_PROBLEM A_
Decide whether each statement below agrees with the emerging-markets commentary. For each, answer yes or no and quote the words from the commentary that decide it.
(i) The IMF's staff-level agreement with Egypt covers a 46-month facility worth US$3bn.
(ii) Debt service on Mozambique's bonds is described as high.
(iii) China equity valuations are above their five-year median.
_PROBLEM B_
What ratings does the emerging-markets commentary give for Mozambique?
_PROBLEM C_
Write a continuation of the emerging-markets commentary that begins after its final sentence.

_TEXT FOR ANALYSIS_

—————

The Central Bank of Egypt hiking its policy rate and devaluing EGP, and the IMF announcing a staff-level agreement on a 46-month extended fund facility worth US$3bn, should help reduce the risk of crisis for now (although Egypt is still not out of the woods given its large external funding needs).
And we continue to think there is upside for Egyptian eurobonds and that they offer attractive value. We reiterate our Buy recommendation.
Our positive view on Mozambique (Caa2/CCC+/CCC+) is based on the onset of LNG production and its strong ability to pay (debt service on the bonds is very low), together with the government's prudent approach to macro-management. The IMF programme, which improves the outlook for donor funding, is the icing on the cake.
China has long since fallen out of favour of the consensus of emerging market investors and this is reflected in its deep discounts to its historical average valuation.
China equity valuations are at c10% discounts to the five-year median (trailing PB and PE, forward PE).
That discount is now large enough to prompt a revisit of the enduring strengths of the investment case – China’s scale in global manufacturing is irreplaceable, exports continue to grow despite ongoing US tariffs, China's representation in global equity indices remains far lower than its share of global market capitalisation or GDP – and the things that might go well – zero-Covid policy should ultimately relent, and a zero real interest rate implies capacity for policy stimulus.

—————

_DATA FOR ANALYSIS_
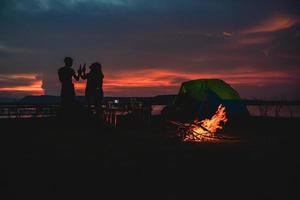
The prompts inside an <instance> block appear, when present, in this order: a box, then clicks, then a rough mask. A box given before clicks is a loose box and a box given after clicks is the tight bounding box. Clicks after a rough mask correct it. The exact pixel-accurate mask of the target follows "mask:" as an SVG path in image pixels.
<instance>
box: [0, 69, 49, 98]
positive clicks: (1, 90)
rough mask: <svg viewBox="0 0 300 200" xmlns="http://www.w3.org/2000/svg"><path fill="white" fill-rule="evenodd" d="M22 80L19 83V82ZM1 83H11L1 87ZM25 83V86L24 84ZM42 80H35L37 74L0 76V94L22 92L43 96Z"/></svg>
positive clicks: (43, 92)
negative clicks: (1, 93) (0, 93)
mask: <svg viewBox="0 0 300 200" xmlns="http://www.w3.org/2000/svg"><path fill="white" fill-rule="evenodd" d="M20 80H22V81H21V82H20V83H19V81H20ZM1 82H2V83H3V82H8V84H9V83H12V84H13V85H12V86H10V85H7V84H6V86H2V87H1ZM25 83H26V84H25ZM42 84H43V83H42V80H37V74H9V75H1V76H0V92H23V93H29V94H34V95H42V94H44V90H43V88H42Z"/></svg>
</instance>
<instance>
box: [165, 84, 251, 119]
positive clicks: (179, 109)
mask: <svg viewBox="0 0 300 200" xmlns="http://www.w3.org/2000/svg"><path fill="white" fill-rule="evenodd" d="M220 104H222V105H223V106H225V111H226V113H227V116H228V117H229V118H233V117H240V116H248V115H249V112H248V110H247V107H246V106H245V105H244V103H243V101H242V100H241V97H240V95H239V94H238V92H237V91H235V90H234V89H233V88H232V87H231V86H230V85H229V84H227V83H226V82H224V81H223V80H220V79H198V80H191V81H187V82H183V83H182V84H181V87H180V90H179V93H178V95H177V97H176V99H175V100H174V102H173V104H172V105H170V106H168V108H167V109H166V110H167V112H168V114H167V115H168V116H170V117H171V118H174V117H175V118H177V119H179V120H181V121H187V120H194V119H195V118H198V119H204V118H210V117H211V116H212V115H213V114H214V113H215V112H216V110H217V108H218V106H219V105H220Z"/></svg>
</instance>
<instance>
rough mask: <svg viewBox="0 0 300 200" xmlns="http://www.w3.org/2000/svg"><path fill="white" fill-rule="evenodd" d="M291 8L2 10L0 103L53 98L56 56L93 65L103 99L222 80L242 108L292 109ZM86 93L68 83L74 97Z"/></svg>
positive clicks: (181, 8) (164, 7) (258, 0)
mask: <svg viewBox="0 0 300 200" xmlns="http://www.w3.org/2000/svg"><path fill="white" fill-rule="evenodd" d="M299 9H300V1H297V0H264V1H262V0H243V1H238V0H64V1H62V0H26V1H25V0H1V1H0V97H18V98H19V97H23V96H25V95H42V94H50V95H59V91H60V83H59V81H58V77H57V70H58V68H59V67H61V66H63V59H64V57H65V56H71V57H72V58H74V68H75V69H77V68H78V67H79V64H80V63H85V62H86V63H87V64H88V65H89V64H91V63H92V62H96V61H98V62H101V63H102V65H103V72H104V75H105V78H104V93H105V96H155V95H161V94H176V93H177V92H178V90H179V87H180V85H181V83H182V82H184V81H187V80H193V79H201V78H219V79H223V80H225V81H226V82H228V83H229V84H231V85H232V87H233V88H235V89H236V90H237V91H238V92H239V93H240V95H241V96H242V97H243V98H262V99H284V100H287V99H300V92H299V87H300V15H299ZM84 87H85V83H84V82H81V83H77V84H76V88H77V94H78V95H82V94H83V91H84Z"/></svg>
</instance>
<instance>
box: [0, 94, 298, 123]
mask: <svg viewBox="0 0 300 200" xmlns="http://www.w3.org/2000/svg"><path fill="white" fill-rule="evenodd" d="M243 102H244V104H245V105H246V106H255V107H257V110H258V112H259V115H260V116H269V115H270V112H271V111H273V112H274V116H275V117H278V116H280V115H281V111H282V110H283V109H284V108H285V109H287V110H288V112H289V116H290V117H295V111H294V110H293V108H294V107H298V106H300V101H263V100H243ZM59 108H60V105H59V104H50V105H49V104H0V119H5V118H45V117H56V116H57V113H58V111H59ZM122 115H123V116H124V115H130V116H133V117H136V118H137V119H143V120H149V119H150V118H151V106H148V107H140V108H138V107H137V108H130V109H129V108H120V107H104V108H103V119H104V120H105V122H106V123H108V124H112V125H115V124H117V123H118V120H119V118H120V117H121V116H122Z"/></svg>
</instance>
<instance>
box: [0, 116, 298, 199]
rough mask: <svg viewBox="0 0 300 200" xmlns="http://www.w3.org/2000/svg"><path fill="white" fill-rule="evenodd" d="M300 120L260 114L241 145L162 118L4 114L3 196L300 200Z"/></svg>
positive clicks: (251, 124)
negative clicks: (171, 121)
mask: <svg viewBox="0 0 300 200" xmlns="http://www.w3.org/2000/svg"><path fill="white" fill-rule="evenodd" d="M299 122H300V120H299V119H252V120H251V122H250V123H248V124H247V125H245V126H244V125H242V124H240V125H239V130H234V131H235V134H237V135H239V136H240V137H241V138H242V141H241V142H239V143H226V142H224V143H217V144H214V143H209V144H207V143H197V144H192V143H182V142H180V141H178V140H177V139H176V138H174V137H170V136H171V135H170V133H172V131H170V130H166V129H165V128H164V127H163V126H162V125H161V124H155V123H154V124H152V126H146V125H142V126H140V127H137V128H133V127H123V128H122V127H121V128H119V129H112V128H108V127H100V126H98V125H97V124H96V123H94V122H90V123H86V122H82V124H80V123H79V122H77V123H72V124H70V125H72V126H73V127H71V128H70V127H66V126H64V127H63V126H61V124H59V122H58V121H57V120H55V119H48V120H22V121H15V120H10V121H7V120H6V121H3V120H2V121H0V125H1V134H0V144H1V165H0V174H1V182H0V184H1V185H0V187H1V197H0V198H1V199H41V200H44V199H299V184H300V182H299V180H300V155H299V152H300V145H299V139H300V135H299V130H298V128H297V126H298V124H299ZM88 126H89V128H87V127H88ZM143 127H144V129H143Z"/></svg>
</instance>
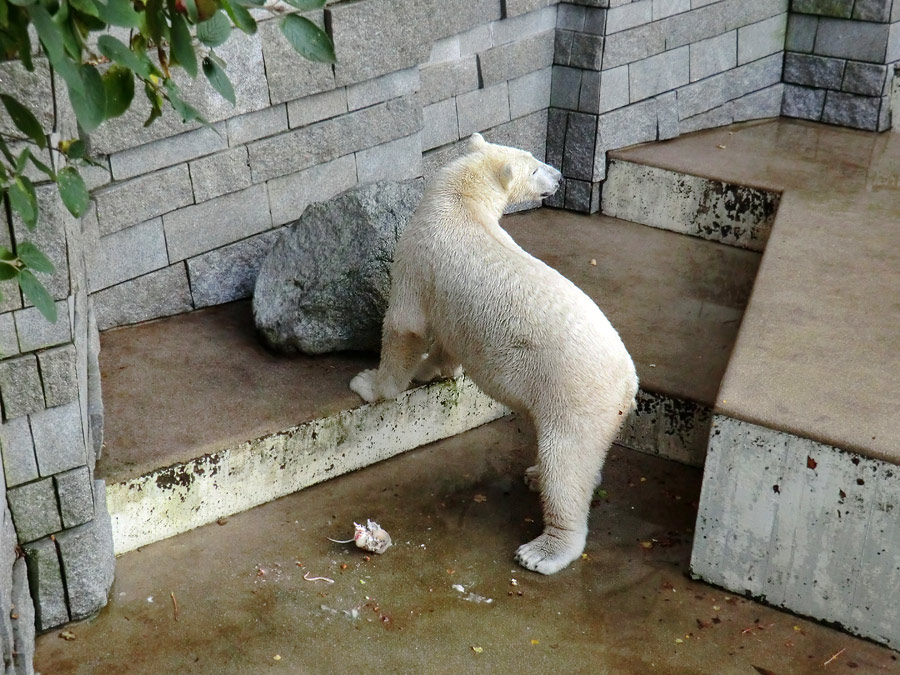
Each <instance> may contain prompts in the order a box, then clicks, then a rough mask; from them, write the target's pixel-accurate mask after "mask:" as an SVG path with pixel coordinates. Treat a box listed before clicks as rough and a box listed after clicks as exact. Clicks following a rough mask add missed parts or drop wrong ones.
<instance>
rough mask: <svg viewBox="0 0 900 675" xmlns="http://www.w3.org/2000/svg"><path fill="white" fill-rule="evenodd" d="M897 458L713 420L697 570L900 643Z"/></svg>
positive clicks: (701, 496)
mask: <svg viewBox="0 0 900 675" xmlns="http://www.w3.org/2000/svg"><path fill="white" fill-rule="evenodd" d="M896 475H897V467H896V466H895V465H893V464H889V463H886V462H883V461H881V460H877V459H870V458H866V457H863V456H861V455H858V454H856V453H853V452H849V451H846V450H843V449H840V448H836V447H834V446H829V445H825V444H822V443H818V442H816V441H812V440H809V439H806V438H801V437H799V436H794V435H792V434H787V433H783V432H780V431H775V430H773V429H768V428H765V427H761V426H757V425H754V424H750V423H748V422H743V421H740V420H735V419H732V418H730V417H726V416H723V415H715V416H714V418H713V430H712V433H711V434H710V444H709V450H708V455H707V461H706V468H705V470H704V477H703V487H702V492H701V497H700V508H699V514H698V518H697V527H696V535H695V537H694V546H693V552H692V558H691V573H692V574H693V575H694V576H695V577H698V578H700V579H703V580H704V581H707V582H709V583H711V584H714V585H716V586H721V587H723V588H726V589H728V590H729V591H731V592H734V593H739V594H741V595H745V596H748V597H752V598H754V599H756V600H759V601H761V602H765V603H767V604H770V605H772V606H774V607H778V608H783V609H788V610H790V611H792V612H795V613H797V614H801V615H805V616H809V617H812V618H815V619H818V620H821V621H827V622H830V623H833V624H837V625H838V626H839V627H841V628H843V629H844V630H846V631H847V632H850V633H853V634H855V635H859V636H862V637H865V638H869V639H871V640H874V641H876V642H880V643H883V644H886V645H889V646H891V647H894V648H895V649H896V648H897V646H898V645H900V621H898V619H900V607H898V605H897V603H896V602H894V601H893V595H892V594H891V593H885V592H884V590H885V589H890V588H897V586H898V585H900V508H898V507H900V485H898V483H897V478H896Z"/></svg>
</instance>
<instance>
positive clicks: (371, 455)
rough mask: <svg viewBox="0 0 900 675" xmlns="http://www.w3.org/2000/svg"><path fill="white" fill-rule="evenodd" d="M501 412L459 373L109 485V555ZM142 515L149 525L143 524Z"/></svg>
mask: <svg viewBox="0 0 900 675" xmlns="http://www.w3.org/2000/svg"><path fill="white" fill-rule="evenodd" d="M508 412H509V411H508V410H507V409H506V408H505V407H504V406H502V405H501V404H499V403H497V402H496V401H494V400H493V399H490V398H489V397H487V396H486V395H485V394H483V393H482V392H481V391H479V390H478V388H477V387H475V385H474V384H473V383H472V382H471V380H468V379H467V378H465V377H461V378H458V379H451V380H444V381H441V382H436V383H434V384H431V385H428V386H424V387H418V388H416V389H411V390H409V391H407V392H404V393H403V394H402V395H401V396H400V397H398V398H397V399H395V400H392V401H382V402H379V403H376V404H373V405H363V406H360V407H359V408H355V409H352V410H345V411H343V412H340V413H338V414H336V415H332V416H329V417H324V418H320V419H316V420H312V421H310V422H307V423H304V424H301V425H299V426H296V427H293V428H291V429H288V430H286V431H283V432H279V433H275V434H272V435H269V436H265V437H263V438H259V439H255V440H251V441H247V442H245V443H241V444H240V445H237V446H235V447H231V448H226V449H224V450H220V451H218V452H216V453H213V454H209V455H204V456H202V457H199V458H197V459H194V460H191V461H189V462H184V463H180V464H176V465H173V466H169V467H165V468H161V469H158V470H155V471H153V472H151V473H149V474H145V475H143V476H139V477H137V478H134V479H131V480H128V481H125V482H122V483H115V484H111V485H109V486H108V488H107V505H108V508H109V512H110V515H111V517H112V526H113V542H114V548H115V553H116V555H120V554H122V553H126V552H128V551H131V550H134V549H136V548H138V547H140V546H145V545H147V544H150V543H152V542H154V541H159V540H161V539H165V538H168V537H171V536H174V535H176V534H180V533H182V532H186V531H188V530H191V529H193V528H195V527H199V526H200V525H205V524H207V523H211V522H214V521H215V520H217V519H218V518H221V517H224V516H229V515H232V514H234V513H238V512H240V511H245V510H247V509H250V508H252V507H254V506H258V505H260V504H263V503H266V502H269V501H272V500H274V499H277V498H279V497H283V496H285V495H288V494H291V493H293V492H296V491H297V490H301V489H303V488H305V487H308V486H310V485H314V484H316V483H319V482H321V481H324V480H327V479H328V478H333V477H335V476H339V475H341V474H344V473H347V472H350V471H354V470H356V469H360V468H362V467H365V466H369V465H370V464H374V463H376V462H380V461H381V460H384V459H388V458H389V457H393V456H394V455H397V454H399V453H401V452H405V451H407V450H411V449H413V448H417V447H419V446H421V445H425V444H427V443H431V442H433V441H437V440H440V439H443V438H447V437H449V436H454V435H456V434H459V433H462V432H463V431H467V430H469V429H473V428H475V427H478V426H480V425H482V424H486V423H487V422H490V421H492V420H495V419H498V418H500V417H502V416H503V415H506V414H507V413H508ZM150 523H152V527H151V526H149V525H148V524H150Z"/></svg>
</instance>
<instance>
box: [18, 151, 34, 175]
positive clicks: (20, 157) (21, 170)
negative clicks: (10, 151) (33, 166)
mask: <svg viewBox="0 0 900 675" xmlns="http://www.w3.org/2000/svg"><path fill="white" fill-rule="evenodd" d="M29 157H31V150H29V149H28V148H25V149H24V150H22V153H21V154H20V155H19V157H18V158H17V159H16V173H23V172H24V171H25V165H26V164H28V158H29Z"/></svg>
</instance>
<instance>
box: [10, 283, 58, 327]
mask: <svg viewBox="0 0 900 675" xmlns="http://www.w3.org/2000/svg"><path fill="white" fill-rule="evenodd" d="M19 288H21V289H22V292H23V293H24V294H25V297H26V298H28V299H29V300H30V301H31V304H32V305H34V306H35V307H37V308H38V310H39V311H40V313H41V314H43V315H44V318H45V319H47V321H49V322H50V323H56V303H54V302H53V298H51V297H50V294H49V293H48V292H47V289H46V288H44V284H42V283H41V282H40V281H38V280H37V278H35V276H34V275H33V274H32V273H31V272H29V271H28V270H22V271H20V272H19Z"/></svg>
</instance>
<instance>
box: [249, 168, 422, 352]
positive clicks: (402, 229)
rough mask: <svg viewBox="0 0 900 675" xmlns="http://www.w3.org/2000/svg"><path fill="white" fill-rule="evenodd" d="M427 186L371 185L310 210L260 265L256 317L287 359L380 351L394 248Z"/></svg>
mask: <svg viewBox="0 0 900 675" xmlns="http://www.w3.org/2000/svg"><path fill="white" fill-rule="evenodd" d="M423 190H424V181H423V180H422V179H414V180H410V181H405V182H402V183H392V182H383V183H374V184H370V185H364V186H362V187H358V188H353V189H351V190H348V191H347V192H344V193H342V194H340V195H338V196H337V197H334V198H333V199H330V200H328V201H327V202H321V203H318V204H313V205H311V206H309V207H307V209H306V210H305V211H304V212H303V215H302V216H301V217H300V219H299V220H298V221H296V222H295V223H293V224H292V225H290V226H288V227H287V228H286V230H285V232H284V234H283V235H282V236H281V238H280V239H279V240H278V242H276V244H275V247H274V248H273V249H272V251H271V252H270V253H269V255H268V256H267V257H266V259H265V260H264V261H263V264H262V267H261V268H260V271H259V276H258V277H257V279H256V287H255V289H254V291H253V317H254V320H255V322H256V328H257V330H258V331H259V334H260V336H261V337H262V339H263V341H264V342H265V343H266V344H267V345H269V347H271V348H272V349H275V350H277V351H281V352H285V353H294V352H298V351H299V352H304V353H306V354H322V353H325V352H332V351H342V350H364V351H378V349H379V347H380V345H381V322H382V319H383V318H384V313H385V310H386V309H387V301H388V293H389V291H390V285H391V263H392V262H393V259H394V246H395V245H396V243H397V239H398V238H399V236H400V233H401V232H402V231H403V228H405V227H406V225H407V223H409V221H410V218H412V214H413V212H414V211H415V209H416V207H417V206H418V205H419V201H421V199H422V192H423Z"/></svg>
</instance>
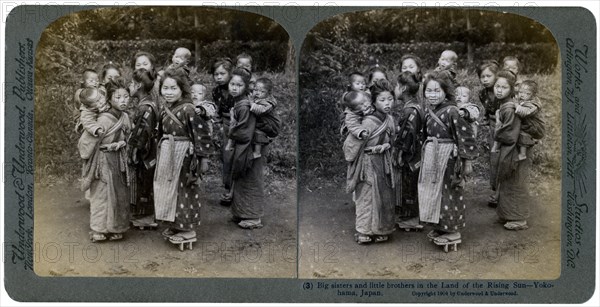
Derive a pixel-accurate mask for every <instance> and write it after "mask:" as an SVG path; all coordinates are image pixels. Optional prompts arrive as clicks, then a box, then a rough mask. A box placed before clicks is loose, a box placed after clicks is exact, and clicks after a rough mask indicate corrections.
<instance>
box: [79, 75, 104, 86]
mask: <svg viewBox="0 0 600 307" xmlns="http://www.w3.org/2000/svg"><path fill="white" fill-rule="evenodd" d="M99 83H100V82H99V80H98V74H96V73H91V72H87V73H85V74H84V75H83V87H93V88H98V84H99Z"/></svg>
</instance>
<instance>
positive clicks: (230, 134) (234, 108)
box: [229, 106, 256, 144]
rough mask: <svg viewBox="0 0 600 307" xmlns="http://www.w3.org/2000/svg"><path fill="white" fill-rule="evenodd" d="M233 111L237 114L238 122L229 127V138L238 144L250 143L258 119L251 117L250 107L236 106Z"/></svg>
mask: <svg viewBox="0 0 600 307" xmlns="http://www.w3.org/2000/svg"><path fill="white" fill-rule="evenodd" d="M231 111H232V112H235V118H236V119H237V122H236V123H235V124H233V125H231V127H229V138H230V139H232V140H234V141H235V142H236V143H240V144H245V143H249V142H250V141H252V136H253V135H254V129H255V127H256V117H254V115H252V116H251V114H250V107H249V106H236V107H234V108H233V109H232V110H231Z"/></svg>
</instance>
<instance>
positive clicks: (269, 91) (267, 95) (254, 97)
mask: <svg viewBox="0 0 600 307" xmlns="http://www.w3.org/2000/svg"><path fill="white" fill-rule="evenodd" d="M272 92H273V82H272V81H271V79H269V78H260V79H258V80H256V83H255V84H254V90H253V91H252V96H254V98H255V99H265V98H267V97H269V96H271V93H272Z"/></svg>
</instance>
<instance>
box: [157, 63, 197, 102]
mask: <svg viewBox="0 0 600 307" xmlns="http://www.w3.org/2000/svg"><path fill="white" fill-rule="evenodd" d="M167 79H173V80H175V82H176V83H177V86H178V87H179V89H181V98H182V99H185V100H190V99H191V97H192V90H191V88H190V80H189V77H188V75H187V73H186V72H185V70H184V69H183V68H177V69H167V70H165V73H164V75H163V77H162V78H161V79H160V83H159V89H160V90H161V93H160V94H161V95H162V85H163V83H165V80H167Z"/></svg>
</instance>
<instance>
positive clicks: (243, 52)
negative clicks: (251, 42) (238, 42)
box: [235, 52, 252, 64]
mask: <svg viewBox="0 0 600 307" xmlns="http://www.w3.org/2000/svg"><path fill="white" fill-rule="evenodd" d="M240 59H248V60H250V64H252V56H251V55H249V54H247V53H245V52H242V53H240V54H238V56H237V57H235V61H236V62H237V61H239V60H240Z"/></svg>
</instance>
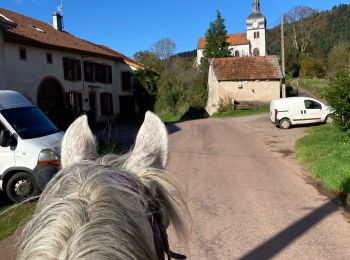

—————

_ANSWER BOX A_
(i) Yes: "the IMF announcing a staff-level agreement on a 46-month extended fund facility worth US$3bn"
(ii) No: "debt service on the bonds is very low"
(iii) No: "China equity valuations are at c10% discounts to the five-year median"

_ANSWER BOX B_
Caa2/CCC+/CCC+

_ANSWER BOX C_
Our top pick in Eastern Europe, should there be any de-escalation in the Russia-Ukraine War, is Hungary, which is the most reliant on imports of Russia gas (17% of total energy supply) and the cheapest relative to history (trailing PB at a 35% discount to the five-year median).
In European EM, this performance is similar to Poland (down 38%) but substantially worse than Greece, Iceland and Romania (all down in the range of 13-16%).
The FX rate is down 19% ytd, compared with down 14% in Poland.
Trailing price/book of 0.7x (for 16% ROE) is at a 40% discount to the five-year median, compared with a 25% discount in Poland.
Forward consensus dividend yield is 5.1%, compared with 3.5% in Poland.
Recent ownership changes at UK’s Chelsea and Newcastle United, and the news that Liverpool and Manchester United are in talks with potential investors, could prompt investors to seek out other sports franchises with large catchment areas and a strong emotional attachment with their fans.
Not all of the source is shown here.